# EXERCISE:
Output exactly the lines from the one holding "Find the moss;" through the final line of the entries.

Photo-based referring expression data:
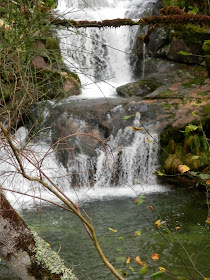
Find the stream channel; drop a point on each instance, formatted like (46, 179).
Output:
(95, 56)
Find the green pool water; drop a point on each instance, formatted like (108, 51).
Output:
(186, 209)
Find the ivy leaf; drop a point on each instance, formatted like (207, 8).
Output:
(136, 128)
(162, 269)
(195, 114)
(143, 270)
(150, 207)
(127, 117)
(195, 157)
(204, 176)
(158, 223)
(184, 53)
(157, 275)
(155, 257)
(138, 260)
(198, 102)
(120, 259)
(183, 168)
(159, 173)
(131, 268)
(191, 127)
(149, 140)
(139, 200)
(113, 230)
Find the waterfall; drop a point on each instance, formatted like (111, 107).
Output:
(101, 57)
(118, 170)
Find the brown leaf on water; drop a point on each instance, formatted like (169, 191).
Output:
(158, 223)
(183, 168)
(155, 257)
(138, 260)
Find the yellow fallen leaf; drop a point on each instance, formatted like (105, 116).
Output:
(158, 223)
(155, 257)
(149, 140)
(136, 128)
(113, 230)
(162, 269)
(151, 208)
(183, 168)
(208, 219)
(138, 260)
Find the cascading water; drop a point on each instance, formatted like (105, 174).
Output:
(130, 160)
(101, 57)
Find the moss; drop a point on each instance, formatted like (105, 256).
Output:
(166, 94)
(194, 82)
(206, 110)
(50, 260)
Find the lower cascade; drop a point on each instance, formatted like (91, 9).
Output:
(116, 170)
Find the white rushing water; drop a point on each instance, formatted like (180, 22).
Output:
(120, 171)
(101, 57)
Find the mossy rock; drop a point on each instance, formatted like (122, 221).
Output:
(139, 89)
(206, 50)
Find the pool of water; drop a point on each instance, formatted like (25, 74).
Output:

# ANSWER BOX:
Find the moss; drop a point on each instance, formatted like (105, 256).
Output:
(166, 94)
(194, 82)
(206, 110)
(50, 260)
Find the lower cascade; drop a point on each instance, formatted like (91, 9).
Output:
(116, 170)
Find the white rushing water; drop a point on each instance, formatted like (180, 22).
Output:
(120, 171)
(101, 57)
Find the mossy rock; drop a point on each instance, formatted like (122, 221).
Output:
(139, 89)
(206, 50)
Find the pool of water; drop a point on each instance, formatted like (25, 74).
Output:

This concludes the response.